─── SOURCE PASSAGE ───
Kansas Snapshots by Gloria Freeland - May 3, 2013
Kooks to cookies
I invited friend and Kansas State University colleague Jane Marshall to speak last Saturday at the Kansas Professional Communicators conference in Manhattan. Jane is a food writing instructor and communications coordinator for the K-State College of Human Ecology.
Since everyone at the conference was a professional writer as well as an amateur eater, I thought it would be fun to have her speak about her soon-to-be-released book, "Tea Time to Tailgates: 150 Years at the K-State Table."
"Every recipe will have a story, but not every story will have a recipe," Jane told the group.
Most stories involved some noted person such as David Fairchild. He was a botanist who was responsible for the introduction of many exotic plants into the United States. These included soybeans, pistachios, mangos, dates, bamboo and flowering cherries. His 1938 book was "The World is My Garden: Travels of a Plant Explorer."
Other stories were humorous. The "Kansas Kook Book for Kansas Kooks" was a 1900 Domestic Science student cookbook. To test the temperature of an oven, it suggested: "Tear off unprinted corner of newspaper and place in small pan in oven. When it browns in 7 minutes it is the right temperature for sponge loaf cake, in 5 m. for butter loaf cake, in 4 m. for layer cake."
But one story in particular caught my attention. It involved Nellie Sawyer, who moved with her family from Maine to Kansas. She received her degree in domestic economy in 1876, from then-Kansas State Agricultural College. She taught for about five years before marrying Robert F. Kedzie, a chemistry professor. Her husband accepted a position at Mississippi State University, but she soon returned to Manhattan for he died suddenly only seven weeks later. Her story intrigued me because it is her name on the K-State building where I work.
The newly-widowed Kedzie was not absent from the classroom long, for after KSAC President George Fairchild sampled her biscuits, he made a personal plea for her to teach domestic economy.
It made me wonder if her biscuits were that good or if something else was at work. I grew up on a Kansas farm and we didn't have fancy meals. But they were satisfying and tasty! In my opinion, you just can't beat fried chicken and fresh vegetables. And when I see corn on the cob, tomatoes, new potatoes and green beans at local farmers' markets, I recall those summer days working alongside my parents, brother and sister in our garden, or watching Grandma Ethel Freeland snap beans with her Aunt Hattie, both women wearing aprons and talking all the while.
These foods are not "haute cuisine," but they certainly are satisfying and partly that may be because of the associations they invoke.
Kedzie's later life seemed to reveal a capacity to choose what was needed more than what was the best.
She received her master's degree in 1883. Her thesis was titled "Science in Woman's Life." In 1887, she became the first woman KSAC graduate to hold professor rank and to become head of a department. Funding for Domestic Science Hall, the first building in the U.S. to be constructed for the sole purpose of teaching home economics, was approved in 1897.
───
_WORK REQUIRED_
Quote the stretch of the Kansas Snapshots column from "Since everyone at" through "told the group.".
─── RECORD SET ───
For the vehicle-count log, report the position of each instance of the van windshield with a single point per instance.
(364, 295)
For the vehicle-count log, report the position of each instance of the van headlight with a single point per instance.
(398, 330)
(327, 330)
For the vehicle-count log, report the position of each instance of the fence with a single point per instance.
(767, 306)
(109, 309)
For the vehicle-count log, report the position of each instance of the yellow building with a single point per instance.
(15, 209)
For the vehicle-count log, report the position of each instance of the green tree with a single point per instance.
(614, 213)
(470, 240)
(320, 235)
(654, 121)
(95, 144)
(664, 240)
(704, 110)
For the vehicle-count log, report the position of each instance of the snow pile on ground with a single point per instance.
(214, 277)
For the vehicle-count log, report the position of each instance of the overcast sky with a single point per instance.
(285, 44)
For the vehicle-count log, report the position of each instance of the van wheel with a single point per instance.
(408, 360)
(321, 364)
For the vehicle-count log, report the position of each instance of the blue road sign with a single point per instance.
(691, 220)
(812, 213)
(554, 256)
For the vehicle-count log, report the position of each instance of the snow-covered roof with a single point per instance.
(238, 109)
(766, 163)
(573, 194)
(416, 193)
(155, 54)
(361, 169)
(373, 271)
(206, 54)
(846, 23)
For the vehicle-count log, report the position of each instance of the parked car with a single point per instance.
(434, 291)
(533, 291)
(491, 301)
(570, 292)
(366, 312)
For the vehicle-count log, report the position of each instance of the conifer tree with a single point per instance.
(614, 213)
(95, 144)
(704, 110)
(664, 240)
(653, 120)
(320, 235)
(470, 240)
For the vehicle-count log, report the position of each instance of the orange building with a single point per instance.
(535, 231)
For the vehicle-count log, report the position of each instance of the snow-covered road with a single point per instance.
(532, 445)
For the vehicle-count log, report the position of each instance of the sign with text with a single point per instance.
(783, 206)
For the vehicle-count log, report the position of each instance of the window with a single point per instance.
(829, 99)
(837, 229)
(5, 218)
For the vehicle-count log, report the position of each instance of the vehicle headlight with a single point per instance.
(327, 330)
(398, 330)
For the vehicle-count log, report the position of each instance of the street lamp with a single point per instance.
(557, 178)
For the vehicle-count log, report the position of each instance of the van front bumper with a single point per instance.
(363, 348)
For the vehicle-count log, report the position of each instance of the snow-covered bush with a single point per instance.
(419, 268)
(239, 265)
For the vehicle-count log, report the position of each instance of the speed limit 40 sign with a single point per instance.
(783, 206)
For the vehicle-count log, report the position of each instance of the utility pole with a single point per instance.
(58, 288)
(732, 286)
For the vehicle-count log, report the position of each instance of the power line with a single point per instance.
───
_ANSWER TO THE EXERCISE_
Since everyone at the conference was a professional writer as well as an amateur eater, I thought it would be fun to have her speak about her soon-to-be-released book, "Tea Time to Tailgates: 150 Years at the K-State Table."
"Every recipe will have a story, but not every story will have a recipe," Jane told the group.